**DATA SHOWN:**
◇ ◇ ◇

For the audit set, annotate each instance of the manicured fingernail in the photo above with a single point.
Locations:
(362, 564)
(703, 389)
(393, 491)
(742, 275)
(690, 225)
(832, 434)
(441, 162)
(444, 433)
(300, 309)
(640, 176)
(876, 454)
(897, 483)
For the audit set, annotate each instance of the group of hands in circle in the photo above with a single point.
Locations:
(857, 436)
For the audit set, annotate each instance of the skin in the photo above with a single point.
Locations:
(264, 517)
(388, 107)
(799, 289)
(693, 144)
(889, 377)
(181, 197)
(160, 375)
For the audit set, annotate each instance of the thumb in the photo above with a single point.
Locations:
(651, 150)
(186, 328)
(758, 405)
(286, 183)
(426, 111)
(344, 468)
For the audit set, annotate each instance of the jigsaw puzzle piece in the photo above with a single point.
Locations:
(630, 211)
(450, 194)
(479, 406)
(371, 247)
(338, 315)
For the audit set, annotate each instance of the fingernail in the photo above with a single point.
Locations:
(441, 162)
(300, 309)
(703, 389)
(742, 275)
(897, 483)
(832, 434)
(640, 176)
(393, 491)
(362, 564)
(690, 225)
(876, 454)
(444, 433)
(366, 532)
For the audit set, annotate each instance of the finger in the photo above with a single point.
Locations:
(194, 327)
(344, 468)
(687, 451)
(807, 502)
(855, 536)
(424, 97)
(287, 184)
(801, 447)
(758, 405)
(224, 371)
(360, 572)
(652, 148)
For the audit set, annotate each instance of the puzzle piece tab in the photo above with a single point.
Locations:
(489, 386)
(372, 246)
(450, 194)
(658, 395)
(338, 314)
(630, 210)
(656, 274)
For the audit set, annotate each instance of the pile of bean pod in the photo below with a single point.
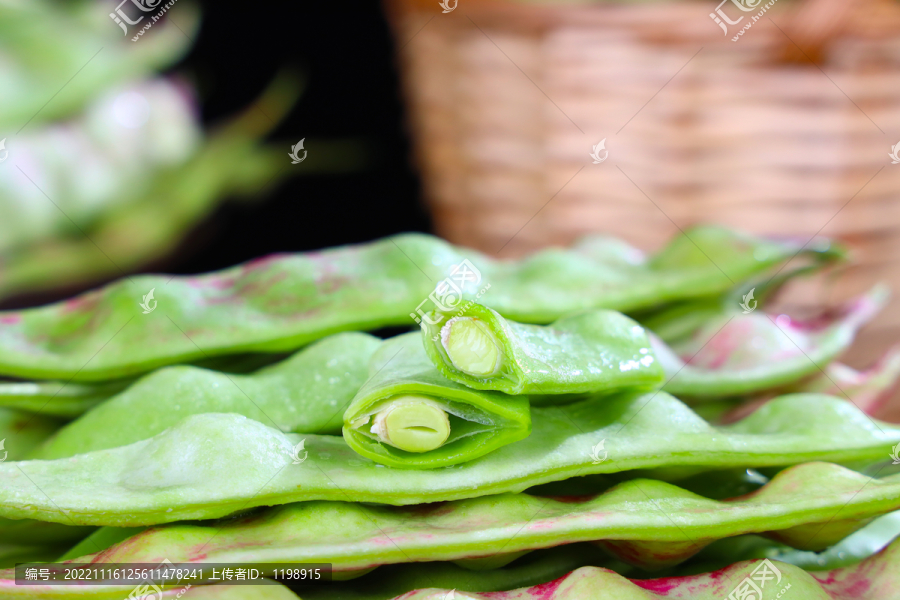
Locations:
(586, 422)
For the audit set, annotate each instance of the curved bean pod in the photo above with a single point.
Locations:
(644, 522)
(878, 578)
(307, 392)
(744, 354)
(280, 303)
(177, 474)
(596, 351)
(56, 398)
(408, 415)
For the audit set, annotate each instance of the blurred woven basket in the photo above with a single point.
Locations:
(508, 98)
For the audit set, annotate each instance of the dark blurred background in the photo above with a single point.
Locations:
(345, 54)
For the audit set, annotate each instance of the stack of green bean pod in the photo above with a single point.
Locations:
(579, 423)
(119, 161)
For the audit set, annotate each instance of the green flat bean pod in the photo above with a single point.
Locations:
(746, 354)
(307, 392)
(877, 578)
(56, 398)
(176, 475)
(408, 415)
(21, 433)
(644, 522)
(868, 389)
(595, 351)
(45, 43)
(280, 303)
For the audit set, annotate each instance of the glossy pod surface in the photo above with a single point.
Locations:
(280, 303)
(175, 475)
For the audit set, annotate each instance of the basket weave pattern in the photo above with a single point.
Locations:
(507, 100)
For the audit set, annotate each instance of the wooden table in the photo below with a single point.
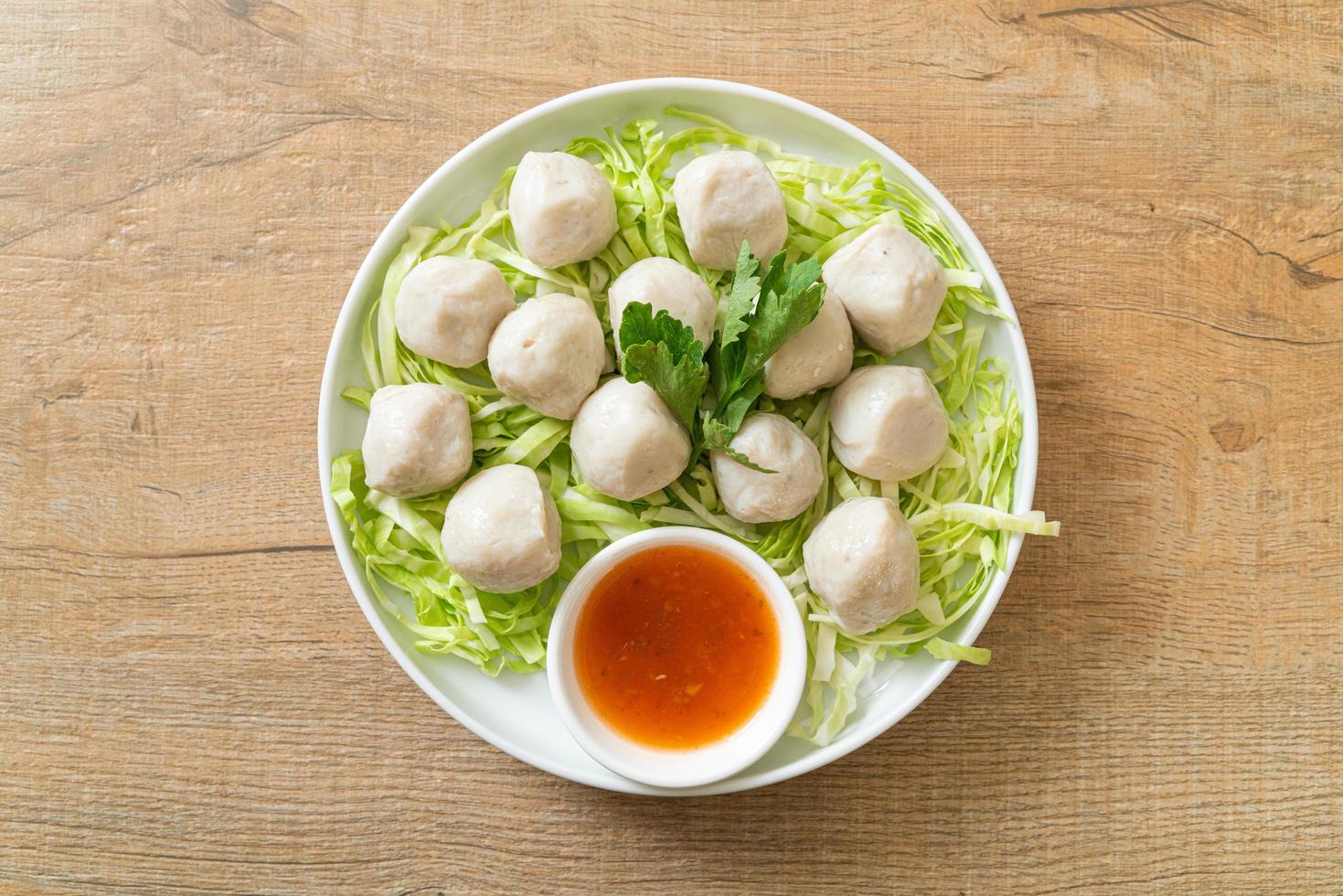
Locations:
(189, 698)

◇ ◇ ◇

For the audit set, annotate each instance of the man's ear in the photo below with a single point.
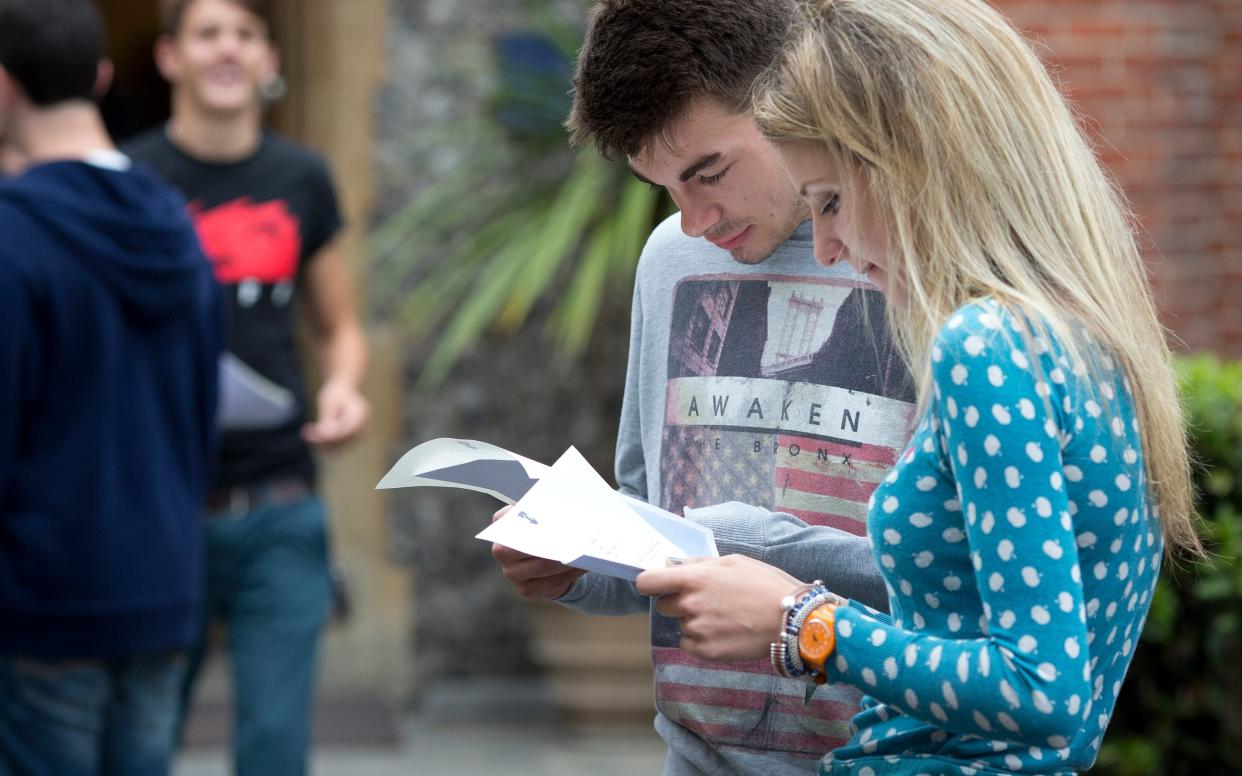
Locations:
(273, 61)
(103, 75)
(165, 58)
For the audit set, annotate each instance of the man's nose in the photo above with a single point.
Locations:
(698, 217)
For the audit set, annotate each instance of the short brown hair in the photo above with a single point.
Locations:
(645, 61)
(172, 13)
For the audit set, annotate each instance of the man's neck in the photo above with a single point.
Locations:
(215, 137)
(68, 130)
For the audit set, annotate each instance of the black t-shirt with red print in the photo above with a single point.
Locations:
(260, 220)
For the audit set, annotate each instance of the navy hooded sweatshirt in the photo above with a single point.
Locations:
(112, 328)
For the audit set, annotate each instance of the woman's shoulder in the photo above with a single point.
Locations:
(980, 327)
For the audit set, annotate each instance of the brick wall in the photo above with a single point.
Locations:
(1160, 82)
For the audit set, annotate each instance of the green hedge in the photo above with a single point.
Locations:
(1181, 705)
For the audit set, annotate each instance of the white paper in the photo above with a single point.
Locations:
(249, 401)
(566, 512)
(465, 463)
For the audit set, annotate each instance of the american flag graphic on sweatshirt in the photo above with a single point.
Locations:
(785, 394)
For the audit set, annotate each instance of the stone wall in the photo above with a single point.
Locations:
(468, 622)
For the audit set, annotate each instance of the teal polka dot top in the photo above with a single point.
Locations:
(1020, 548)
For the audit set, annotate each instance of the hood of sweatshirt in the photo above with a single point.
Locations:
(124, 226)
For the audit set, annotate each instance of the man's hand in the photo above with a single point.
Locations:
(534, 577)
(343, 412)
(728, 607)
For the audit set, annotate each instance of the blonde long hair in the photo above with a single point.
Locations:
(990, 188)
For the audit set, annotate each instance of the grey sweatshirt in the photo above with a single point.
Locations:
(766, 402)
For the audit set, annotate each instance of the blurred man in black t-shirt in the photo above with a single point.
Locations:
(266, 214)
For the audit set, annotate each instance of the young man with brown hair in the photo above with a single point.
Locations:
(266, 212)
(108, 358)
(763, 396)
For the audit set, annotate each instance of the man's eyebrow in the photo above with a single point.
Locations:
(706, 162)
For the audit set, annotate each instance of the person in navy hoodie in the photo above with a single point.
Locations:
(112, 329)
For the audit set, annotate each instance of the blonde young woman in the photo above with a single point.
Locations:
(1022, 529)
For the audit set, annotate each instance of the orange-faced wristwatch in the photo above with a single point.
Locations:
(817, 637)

◇ ◇ ◇

**STATED TASK:** Convert the part of the rows that opens with the line containing "For the audit set, annotate each instance of the man's ear" and closes with the line containing "(1020, 548)" into a Markdown table with the columns Number and Line, numbering each line in order. Omit blank lines and the pictures.

**ANSWER TO THE EXERCISE:**
| Number | Line |
|---|---|
| 1 | For the audit set, annotate each instance of the man's ear in the photo below with a single point. |
| 2 | Locations: |
| 3 | (273, 61) |
| 4 | (103, 75) |
| 5 | (165, 58) |
| 6 | For the audit set, annotate each instance of the man's nose in the photo above with a single point. |
| 7 | Locations: |
| 8 | (698, 217) |
| 9 | For the audit set, annotate each instance of the short brown hair in the photo above with a single point. |
| 10 | Locations: |
| 11 | (645, 61) |
| 12 | (172, 13) |
| 13 | For the audit set, annotate each instance of the man's neck in the photo above with a single point. |
| 14 | Locations: |
| 15 | (215, 137) |
| 16 | (68, 130) |
| 17 | For the audit set, annotate each instance of the black t-shirt with red print in the photo above with a single point. |
| 18 | Locations: |
| 19 | (260, 220) |
| 20 | For the audit set, annotate each instance of the navy hooded sweatshirt in the photo above with a single point. |
| 21 | Locations: |
| 22 | (112, 328) |
| 23 | For the audit set, annotate each instance of the woman's shoulder in the photo above with a single point. |
| 24 | Locations: |
| 25 | (980, 327) |
| 26 | For the audit set, annotate each instance of the brick wall in the photo above with a single point. |
| 27 | Locations: |
| 28 | (1160, 82) |
| 29 | For the audit set, annotate each instance of the green hedge in the photo above with a single point. |
| 30 | Locations: |
| 31 | (1181, 705) |
| 32 | For the audit set, annotate each instance of the white paper in the photo above with a single point. |
| 33 | Locations: |
| 34 | (249, 401) |
| 35 | (566, 512) |
| 36 | (465, 463) |
| 37 | For the audit set, annotate each instance of the american flag graphic on sweatshirt in the photo above with a single point. |
| 38 | Locations: |
| 39 | (785, 394) |
| 40 | For the audit set, annotate each instance of the stone wall in the photo above with a single point. |
| 41 | Locations: |
| 42 | (468, 622) |
| 43 | For the audit set, annotate each instance of the teal polka dot top in the photo above with a single point. |
| 44 | Locations: |
| 45 | (1020, 548) |